## START ARTICLE

From: Al Viro <viro@ZenIV.linux.org.uk>
To: Christoph Hellwig <hch@infradead.org>
Cc: Dave Chinner <david@fromorbit.com>,
linux-fsdevel@vger.kernel.org, linux-kernel@vger.kernel.org
Subject: Re: [PATCH 16/21] fs: Protect inode->i_state with the inode->i_lock
Date: Sun, 24 Oct 2010 20:17:35 +0100 [thread overview]
Message-ID: <20101024191735.GU19804@ZenIV.linux.org.uk> (raw)
In-Reply-To: <20101024162131.GA23677@infradead.org>
On Sun, Oct 24, 2010 at 12:21:31PM -0400, Christoph Hellwig wrote:
> On Sun, Oct 24, 2010 at 10:13:10AM -0400, Christoph Hellwig wrote:
> > On Sat, Oct 23, 2010 at 10:37:52PM +0100, Al Viro wrote:
> > > * invalidate_inodes() - collect I_FREEING/I_WILL_FREE on a separate
> > > list, then (after we'd evicted the stuff we'd decided to evict) wait until
> > > they get freed by whatever's freeing them already.
> >
> > Note that we would only have to do this for the umount case. For others
> > it's pretty pointless.
>
> Now that I've looked into it I think we basically fine right now.
>
> If we're in umount there should be no other I_FREEING inodes.
>
> - concurrent prune_icache is prevented by iprune_sem.
> - concurrent other invalidate_inodes should not happen because we're
> in unmount and the filesystem should not be reachable any more,
> and even if it did iprune_sem would protect us.

## END ARTICLE
## START RECORD LIST

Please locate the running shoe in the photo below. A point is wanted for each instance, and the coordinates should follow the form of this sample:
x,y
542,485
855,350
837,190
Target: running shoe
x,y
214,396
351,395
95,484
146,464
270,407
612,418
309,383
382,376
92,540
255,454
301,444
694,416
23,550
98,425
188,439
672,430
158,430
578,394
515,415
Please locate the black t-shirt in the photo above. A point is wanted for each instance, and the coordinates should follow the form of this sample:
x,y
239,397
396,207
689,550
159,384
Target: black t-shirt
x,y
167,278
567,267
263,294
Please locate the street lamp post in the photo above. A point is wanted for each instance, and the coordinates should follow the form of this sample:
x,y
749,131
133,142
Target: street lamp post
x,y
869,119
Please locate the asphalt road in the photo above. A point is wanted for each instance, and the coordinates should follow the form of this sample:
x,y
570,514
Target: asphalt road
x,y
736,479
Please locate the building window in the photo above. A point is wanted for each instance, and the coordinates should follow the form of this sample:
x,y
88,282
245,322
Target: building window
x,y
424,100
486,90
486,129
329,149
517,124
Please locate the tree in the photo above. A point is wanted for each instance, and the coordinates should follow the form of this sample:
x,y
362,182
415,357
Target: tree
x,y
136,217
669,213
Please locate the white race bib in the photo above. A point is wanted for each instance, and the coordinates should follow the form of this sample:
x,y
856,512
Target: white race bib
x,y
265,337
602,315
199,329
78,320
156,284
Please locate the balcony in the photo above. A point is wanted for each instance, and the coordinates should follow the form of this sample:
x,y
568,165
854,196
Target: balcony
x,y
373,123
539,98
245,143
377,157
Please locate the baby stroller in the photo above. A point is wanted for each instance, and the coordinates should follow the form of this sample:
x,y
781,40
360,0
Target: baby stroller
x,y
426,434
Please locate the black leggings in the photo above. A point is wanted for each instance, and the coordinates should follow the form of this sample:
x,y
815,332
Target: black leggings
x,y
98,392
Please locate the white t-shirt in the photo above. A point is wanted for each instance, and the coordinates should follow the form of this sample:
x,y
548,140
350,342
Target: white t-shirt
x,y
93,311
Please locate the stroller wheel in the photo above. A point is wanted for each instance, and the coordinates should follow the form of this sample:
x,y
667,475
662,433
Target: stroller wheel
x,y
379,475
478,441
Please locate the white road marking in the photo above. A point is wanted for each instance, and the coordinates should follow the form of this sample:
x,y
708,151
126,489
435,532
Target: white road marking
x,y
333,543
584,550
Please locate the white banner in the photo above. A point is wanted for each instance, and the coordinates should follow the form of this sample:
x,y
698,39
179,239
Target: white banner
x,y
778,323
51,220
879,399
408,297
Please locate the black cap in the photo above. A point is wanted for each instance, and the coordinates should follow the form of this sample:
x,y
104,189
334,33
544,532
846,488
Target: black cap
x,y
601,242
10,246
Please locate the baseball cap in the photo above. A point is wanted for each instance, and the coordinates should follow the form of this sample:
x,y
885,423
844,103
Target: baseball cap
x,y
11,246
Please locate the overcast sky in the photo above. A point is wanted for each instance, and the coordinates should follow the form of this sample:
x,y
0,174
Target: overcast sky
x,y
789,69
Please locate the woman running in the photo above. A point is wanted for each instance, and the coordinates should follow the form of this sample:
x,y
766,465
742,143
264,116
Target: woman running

## END RECORD LIST

EXERCISE REQUIREMENTS
**a)** In the mailing list thread, what prevents a concurrent prune_icache during umount?
**b)** Restate more briefly the paragraph of the mailing list thread that begins "invalidate_inodes() - collect I_FREEING/I_WILL_FREE".

TASK RESULTS
**a)** iprune_sem prevents it.

**b)** invalidate_inodes() should put I_FREEING/I_WILL_FREE inodes on a separate list. After evicting what it chose to evict, it should wait for whatever is already freeing those inodes to finish.